[Trecho selecionado]
________________

Francisco Carlos Teixeira da Silva é historiador/UFRJ/UFJF Divulgação

Em 1945, com a destruição e mortes causadas pelas bombas atômicas lançadas sobre Hiroshima e Nagasaki, os cientistas nucleares da Universidade de Chicago criaram o “Relógio do Fim do Mundo”. A partir de uma ideia de Albert Einstein, dezenas de cientistas resolveram demonstrar, sob a forma de um relógio, que o mundo caminhava para a “Meia-Noite”. Era uma metáfora do tempo restante da Humanidade para evitar uma guerra nuclear que aniquilaria a Humanidade.
De 1945 até 1949 foram os EUA o único país do mundo a possuir armamento nuclear. O uso das armas nucleares seria efetivo mesmo contra países que não possuíssem tal armamento, mas estivessem em situação, graças a Forças Armadas convencionais – isso é, sem armamento nuclear - de ameaçar os note-americanos. No entanto, 1949, a União Soviética detonou sua primeira arma nuclear: o “Projeto Primeiro Relâmpago” com pleno sucesso.
Desde então, ambas as potências entraram numa intensa corrida armamentista em busca da superioridade. Depois da Bomba Atômica (1945, 1949), surgiram artefatos cada vez mais mortíferos e poderosos: a Bomba H (de hidrogênio, Operação Ivy, 1952, Estados Unidos)) e a Bomba de Nêutrons (Estados Unidos, 1963), denominada com humor macabro como a “bomba capitalista”, posto que sua radiação não destruía propriedades, mas matava cruelmente pessoas.

________________

[Dados fornecidos]
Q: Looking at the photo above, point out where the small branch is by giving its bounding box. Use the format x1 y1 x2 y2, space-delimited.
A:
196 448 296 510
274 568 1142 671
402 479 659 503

________________

[Exercícios propostos]
a. Responda às perguntas abaixo com base no trecho sobre armas nucleares.
(i) Em que ano os cientistas nucleares da Universidade de Chicago criaram o "Relógio do Fim do Mundo"?
(ii) Que nome recebeu a primeira arma nuclear detonada pela União Soviética?
(iii) Em que ano os Estados Unidos produziram a Bomba de Nêutrons?
b. Indique se cada afirmação abaixo está de acordo com o trecho sobre armas nucleares, citando as palavras que o demonstram.
(i) O "Relógio do Fim do Mundo" nasceu de uma ideia de Albert Einstein.
(ii) A União Soviética possuía armamento nuclear antes dos Estados Unidos.
(iii) A radiação da Bomba de Nêutrons destruía propriedades.
c. Relacione todos os tipos de bomba que o trecho sobre armas nucleares menciona pelo nome.

[Respostas]
a.
(i) Em 1945.
(ii) "Projeto Primeiro Relâmpago".
(iii) Em 1963.

b.
(i) Sim: "A partir de uma ideia de Albert Einstein, dezenas de cientistas resolveram demonstrar, sob a forma de um relógio, que o mundo caminhava para a “Meia-Noite”."
(ii) Não: "De 1945 até 1949 foram os EUA o único país do mundo a possuir armamento nuclear."
(iii) Não: "sua radiação não destruía propriedades, mas matava cruelmente pessoas."

c.
Bomba Atômica
Bomba H (de hidrogênio)
Bomba de Nêutrons